__Stated task__: Convert all the rows below into a JSON list of strings, with one string per line and blank lines skipped. Omit the pictures from your answer.

_ _ _

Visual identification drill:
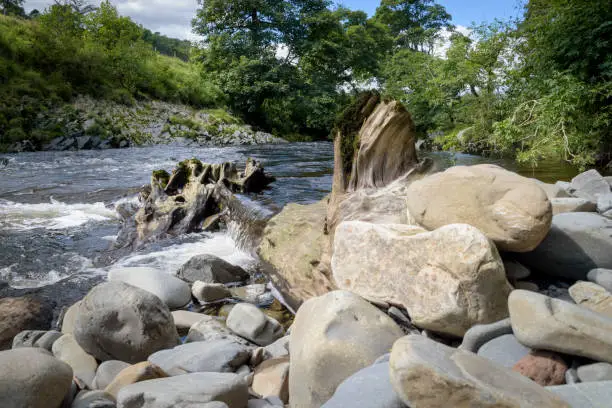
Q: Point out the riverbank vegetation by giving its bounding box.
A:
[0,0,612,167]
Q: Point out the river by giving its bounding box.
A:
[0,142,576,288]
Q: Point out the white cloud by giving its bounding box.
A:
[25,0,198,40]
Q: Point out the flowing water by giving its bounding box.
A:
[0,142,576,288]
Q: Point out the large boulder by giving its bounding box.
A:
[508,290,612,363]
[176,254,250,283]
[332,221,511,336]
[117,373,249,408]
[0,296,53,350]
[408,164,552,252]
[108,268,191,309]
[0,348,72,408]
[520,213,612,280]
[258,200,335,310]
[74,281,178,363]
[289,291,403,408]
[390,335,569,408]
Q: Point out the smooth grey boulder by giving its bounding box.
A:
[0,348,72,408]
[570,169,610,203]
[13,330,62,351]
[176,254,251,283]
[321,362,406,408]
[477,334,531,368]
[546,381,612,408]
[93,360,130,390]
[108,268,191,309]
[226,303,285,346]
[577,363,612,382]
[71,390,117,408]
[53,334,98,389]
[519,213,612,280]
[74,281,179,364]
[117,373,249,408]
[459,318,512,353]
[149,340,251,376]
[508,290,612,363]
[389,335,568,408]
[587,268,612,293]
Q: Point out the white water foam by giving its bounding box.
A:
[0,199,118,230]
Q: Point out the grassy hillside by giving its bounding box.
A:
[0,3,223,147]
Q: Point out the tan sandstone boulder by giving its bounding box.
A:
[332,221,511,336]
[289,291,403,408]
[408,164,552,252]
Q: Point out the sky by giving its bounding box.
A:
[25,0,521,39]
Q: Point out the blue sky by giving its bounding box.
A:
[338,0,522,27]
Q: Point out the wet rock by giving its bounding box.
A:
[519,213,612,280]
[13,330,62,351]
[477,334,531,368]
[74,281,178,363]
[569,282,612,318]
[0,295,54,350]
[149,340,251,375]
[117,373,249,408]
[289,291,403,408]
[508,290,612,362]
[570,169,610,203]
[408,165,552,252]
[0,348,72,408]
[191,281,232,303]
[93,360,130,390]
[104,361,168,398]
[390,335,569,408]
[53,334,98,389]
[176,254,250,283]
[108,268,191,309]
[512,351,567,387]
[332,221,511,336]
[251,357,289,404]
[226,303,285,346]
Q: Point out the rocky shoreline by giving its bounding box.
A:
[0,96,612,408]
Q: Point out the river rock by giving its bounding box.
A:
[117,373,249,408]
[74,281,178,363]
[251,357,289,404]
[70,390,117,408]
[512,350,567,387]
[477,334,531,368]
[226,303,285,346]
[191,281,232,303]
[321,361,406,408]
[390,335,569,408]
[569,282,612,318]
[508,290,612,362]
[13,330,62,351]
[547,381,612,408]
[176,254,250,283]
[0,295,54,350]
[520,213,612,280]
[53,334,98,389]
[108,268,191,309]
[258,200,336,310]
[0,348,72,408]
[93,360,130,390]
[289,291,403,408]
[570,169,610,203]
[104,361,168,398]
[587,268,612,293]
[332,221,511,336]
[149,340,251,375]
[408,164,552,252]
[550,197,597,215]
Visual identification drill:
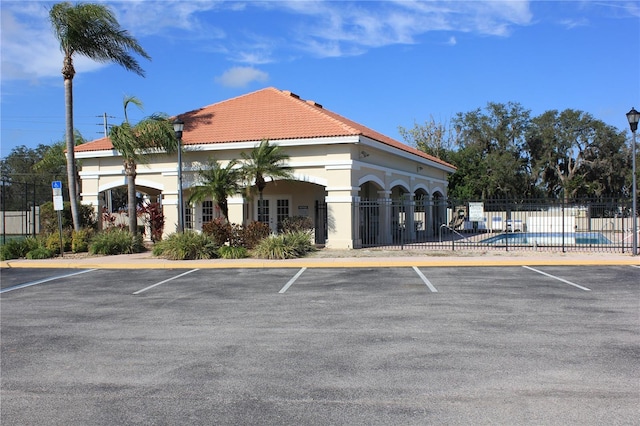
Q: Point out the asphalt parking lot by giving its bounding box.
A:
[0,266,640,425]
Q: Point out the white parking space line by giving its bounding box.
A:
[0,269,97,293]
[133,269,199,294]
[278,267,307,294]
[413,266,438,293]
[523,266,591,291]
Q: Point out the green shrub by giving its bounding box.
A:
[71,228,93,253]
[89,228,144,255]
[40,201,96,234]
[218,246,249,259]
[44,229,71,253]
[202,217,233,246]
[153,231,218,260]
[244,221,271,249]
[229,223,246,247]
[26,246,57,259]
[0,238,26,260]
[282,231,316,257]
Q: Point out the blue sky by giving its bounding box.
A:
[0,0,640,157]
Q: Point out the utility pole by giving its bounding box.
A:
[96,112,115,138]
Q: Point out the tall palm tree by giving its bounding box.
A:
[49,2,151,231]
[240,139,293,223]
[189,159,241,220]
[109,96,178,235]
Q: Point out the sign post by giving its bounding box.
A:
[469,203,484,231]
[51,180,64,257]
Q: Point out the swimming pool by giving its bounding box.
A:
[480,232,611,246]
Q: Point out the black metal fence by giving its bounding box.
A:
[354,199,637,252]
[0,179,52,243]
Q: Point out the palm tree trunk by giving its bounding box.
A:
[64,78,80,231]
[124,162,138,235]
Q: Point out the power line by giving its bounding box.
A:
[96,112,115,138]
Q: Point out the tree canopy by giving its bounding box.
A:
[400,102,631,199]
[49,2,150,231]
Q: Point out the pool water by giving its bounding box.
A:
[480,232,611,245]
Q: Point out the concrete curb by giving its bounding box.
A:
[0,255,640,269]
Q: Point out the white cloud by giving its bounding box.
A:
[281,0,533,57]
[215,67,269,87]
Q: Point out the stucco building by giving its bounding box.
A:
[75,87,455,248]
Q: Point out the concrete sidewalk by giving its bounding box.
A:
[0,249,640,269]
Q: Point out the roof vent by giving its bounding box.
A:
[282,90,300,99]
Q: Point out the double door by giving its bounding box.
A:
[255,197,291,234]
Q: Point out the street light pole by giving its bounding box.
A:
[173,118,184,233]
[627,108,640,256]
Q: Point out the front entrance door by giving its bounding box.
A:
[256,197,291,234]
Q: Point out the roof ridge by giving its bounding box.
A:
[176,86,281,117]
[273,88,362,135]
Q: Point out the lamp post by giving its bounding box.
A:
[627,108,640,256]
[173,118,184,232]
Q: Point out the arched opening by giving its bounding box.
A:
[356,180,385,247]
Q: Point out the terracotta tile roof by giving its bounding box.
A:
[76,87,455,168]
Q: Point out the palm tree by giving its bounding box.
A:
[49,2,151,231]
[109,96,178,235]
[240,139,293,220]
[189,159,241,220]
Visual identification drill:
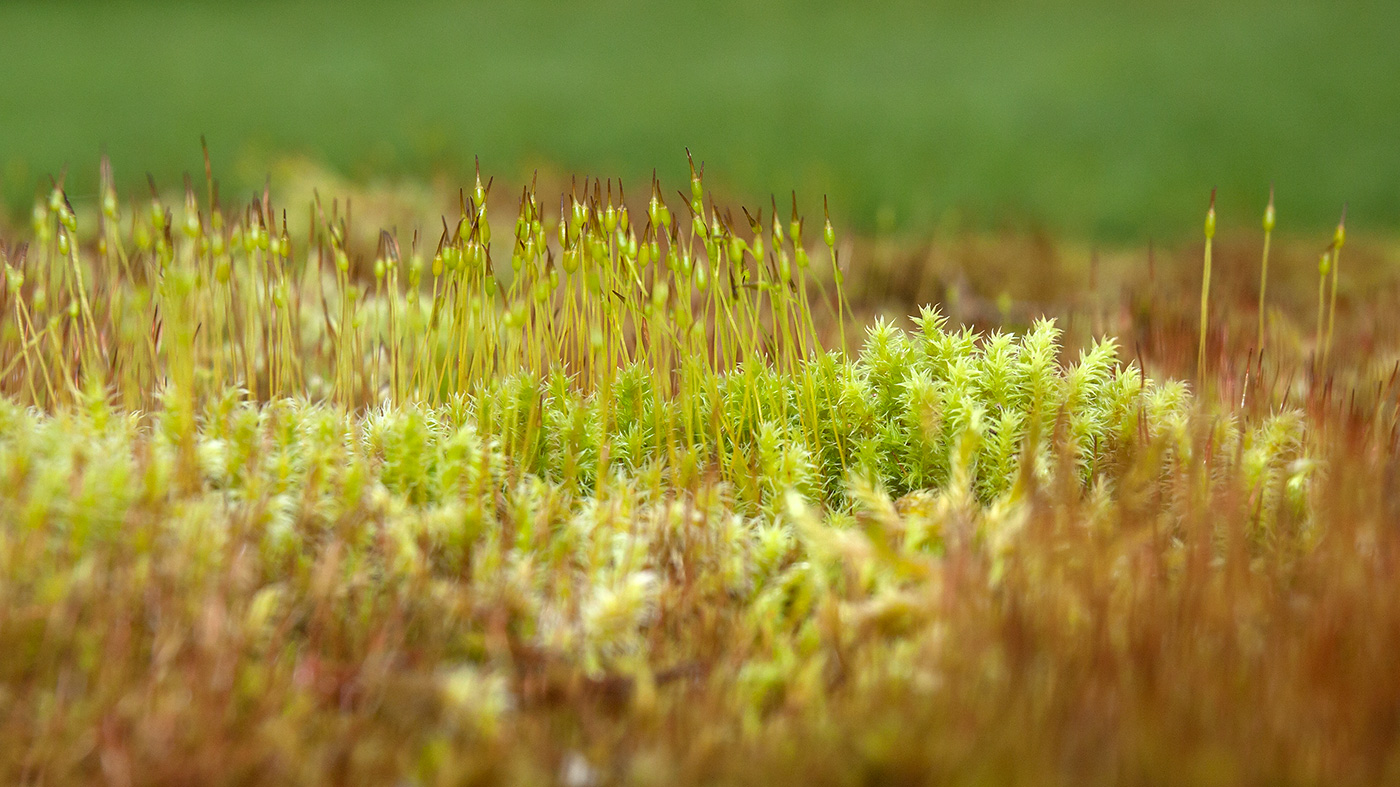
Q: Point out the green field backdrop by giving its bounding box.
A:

_ _ _

__Complete response__:
[
  "Visual identification drill:",
  "Q: Point out the riverbank vegetation by giving its bounding box.",
  "A:",
  "[0,0,612,167]",
  "Q: Point out the river by giving its bounding box.",
  "A:",
  "[0,142,576,288]",
  "Q: Point out the white cloud by giving its bounding box.",
  "A:",
  "[25,0,198,40]",
  "Q: Point out the flowing water by giving its bounding box.",
  "A:",
  "[0,142,576,288]",
  "Q: Point out the large boulder by giving its bounding box.",
  "A:",
  "[508,290,612,363]",
  "[176,254,250,283]",
  "[332,221,511,336]",
  "[117,373,249,408]",
  "[0,296,53,350]",
  "[408,164,552,252]",
  "[108,268,191,309]",
  "[0,348,72,408]",
  "[520,213,612,280]",
  "[258,200,335,310]",
  "[74,281,178,363]",
  "[289,291,403,408]",
  "[390,335,569,408]",
  "Q: Point out the smooth grey boulder by giving its bounding box.",
  "A:",
  "[0,348,72,408]",
  "[570,169,610,203]",
  "[13,330,62,351]",
  "[176,254,251,283]",
  "[321,362,406,408]",
  "[477,334,531,368]",
  "[546,381,612,408]",
  "[93,360,130,390]",
  "[108,268,191,309]",
  "[226,303,285,346]",
  "[577,363,612,382]",
  "[71,390,117,408]",
  "[53,334,98,389]",
  "[519,213,612,280]",
  "[74,281,179,364]",
  "[117,373,249,408]",
  "[459,318,512,353]",
  "[149,340,251,376]",
  "[508,290,612,363]",
  "[389,335,568,408]",
  "[587,268,612,293]",
  "Q: Point out the white water foam by giving its bounding box.",
  "A:",
  "[0,199,118,230]",
  "Q: Point out the grassy hillside by giving its bounding box.",
  "A:",
  "[0,3,223,147]",
  "Q: Point out the tan sandstone boulder by giving its bounding box.",
  "A:",
  "[332,221,511,336]",
  "[289,291,403,408]",
  "[408,164,552,252]",
  "Q: Point out the sky by giving its bounding box.",
  "A:",
  "[25,0,521,39]",
  "Q: Point out the blue sky by giving its bounding box.",
  "A:",
  "[338,0,522,27]",
  "Q: Point out the wet rock by giving its bounding box.",
  "A:",
  "[519,213,612,280]",
  "[13,330,62,351]",
  "[477,334,531,368]",
  "[74,281,178,363]",
  "[569,282,612,318]",
  "[0,295,54,350]",
  "[149,340,251,375]",
  "[117,373,249,408]",
  "[289,291,403,408]",
  "[508,290,612,362]",
  "[570,169,610,203]",
  "[408,165,552,252]",
  "[0,348,72,408]",
  "[191,281,232,303]",
  "[93,360,130,390]",
  "[104,361,168,398]",
  "[390,335,569,408]",
  "[53,334,98,389]",
  "[176,254,250,283]",
  "[108,268,191,309]",
  "[512,351,567,387]",
  "[332,221,511,336]",
  "[251,357,289,404]",
  "[226,303,285,346]",
  "Q: Point out the rocky shoreline by giving its bounding box.",
  "A:",
  "[0,96,612,408]",
  "Q: Point out the river rock by giving its bounding box.",
  "A:",
  "[117,373,249,408]",
  "[74,281,178,363]",
  "[251,357,289,404]",
  "[70,390,117,408]",
  "[512,350,567,387]",
  "[477,334,531,368]",
  "[226,303,285,346]",
  "[191,281,232,303]",
  "[321,361,406,408]",
  "[390,335,569,408]",
  "[569,282,612,318]",
  "[508,290,612,362]",
  "[13,330,62,351]",
  "[547,381,612,408]",
  "[176,254,250,283]",
  "[0,295,54,350]",
  "[520,213,612,280]",
  "[53,334,98,389]",
  "[108,268,191,309]",
  "[258,200,336,310]",
  "[0,348,72,408]",
  "[93,360,130,390]",
  "[289,291,403,408]",
  "[570,169,610,203]",
  "[104,361,168,398]",
  "[587,268,612,293]",
  "[332,221,511,336]",
  "[149,340,251,375]",
  "[408,164,552,252]",
  "[550,197,597,215]",
  "Visual identification drill:",
  "Q: Point out the asphalt parking lot by giving its bounding box.",
  "A:",
  "[0,266,640,425]",
  "Q: Point out the white parking space line by giving its bounding box.",
  "A:",
  "[0,269,97,293]",
  "[133,269,199,294]",
  "[278,267,307,294]",
  "[413,266,438,293]",
  "[523,266,591,291]",
  "Q: Point out the green shrub by giving its bounding box.",
  "A:",
  "[71,228,93,253]",
  "[89,228,144,255]",
  "[40,201,96,234]",
  "[218,246,249,259]",
  "[44,229,71,253]",
  "[202,217,233,246]",
  "[153,231,218,260]",
  "[244,221,271,249]",
  "[229,223,246,247]",
  "[26,246,57,259]",
  "[0,238,26,260]",
  "[282,231,316,257]",
  "Q: Point out the blue sky by giving its bounding box.",
  "A:",
  "[0,0,640,157]",
  "Q: Point out the utility pole by giving its bounding box.",
  "A:",
  "[96,112,115,138]",
  "Q: Point out the tall palm tree by giving its bounding box.",
  "A:",
  "[49,2,151,231]",
  "[240,139,293,223]",
  "[189,159,241,220]",
  "[109,96,178,235]",
  "Q: Point out the sign post by giving its bounding box.",
  "A:",
  "[469,203,484,231]",
  "[51,180,64,257]",
  "Q: Point out the swimming pool by giving its bounding box.",
  "A:",
  "[480,232,611,246]",
  "Q: Point out the black metal fence by giving its bounding box.",
  "A:",
  "[354,199,637,252]",
  "[0,179,52,243]",
  "Q: Point out the palm tree trunk by giving its bounding box.",
  "A:",
  "[64,78,80,231]",
  "[124,162,138,235]",
  "Q: Point out the power line by giving its bounding box.",
  "A:",
  "[96,112,115,138]",
  "Q: Point out the tree canopy by giving its bounding box.",
  "A:",
  "[400,102,631,199]",
  "[49,2,150,231]",
  "Q: Point out the pool water by giving its bounding box.",
  "A:",
  "[480,232,611,245]",
  "Q: Point out the concrete curb by giving its bounding box.",
  "A:",
  "[0,255,640,269]",
  "Q: Point out the white cloud by giving its bounding box.",
  "A:",
  "[281,0,533,57]",
  "[215,67,269,87]",
  "Q: Point out the stucco building by giving its bounding box.",
  "A:",
  "[75,87,455,248]",
  "Q: Point out the concrete sidewalk by giving its bounding box.",
  "A:",
  "[0,249,640,269]",
  "Q: Point out the roof vent by giving its bounding box.",
  "A:",
  "[282,90,300,99]",
  "Q: Point out the double door by giving its bounding box.",
  "A:",
  "[255,197,291,234]",
  "Q: Point out the street light pole by giving its bounding box.",
  "A:",
  "[173,118,184,233]",
  "[627,108,640,256]",
  "Q: Point out the front entrance door by giving its bounding box.",
  "A:",
  "[256,197,291,234]",
  "Q: Point out the roof ridge by giving its bounding box.",
  "A:",
  "[176,86,281,117]",
  "[273,88,362,135]",
  "Q: Point out the lamp post by giving its bounding box.",
  "A:",
  "[627,108,640,256]",
  "[173,118,184,232]",
  "Q: Point out the arched opening by giving its bounding box.",
  "A:",
  "[356,180,385,247]",
  "Q: Point out the terracotta tile roof by giving its bounding box.",
  "A:",
  "[76,87,455,168]",
  "Q: Point out the palm tree by giving its bounding box.",
  "A:",
  "[49,2,151,231]",
  "[109,96,178,235]",
  "[240,139,293,220]",
  "[189,159,241,220]",
  "Visual identification drill:",
  "Q: Point out the green field backdrop by giving its bounding box.",
  "A:"
]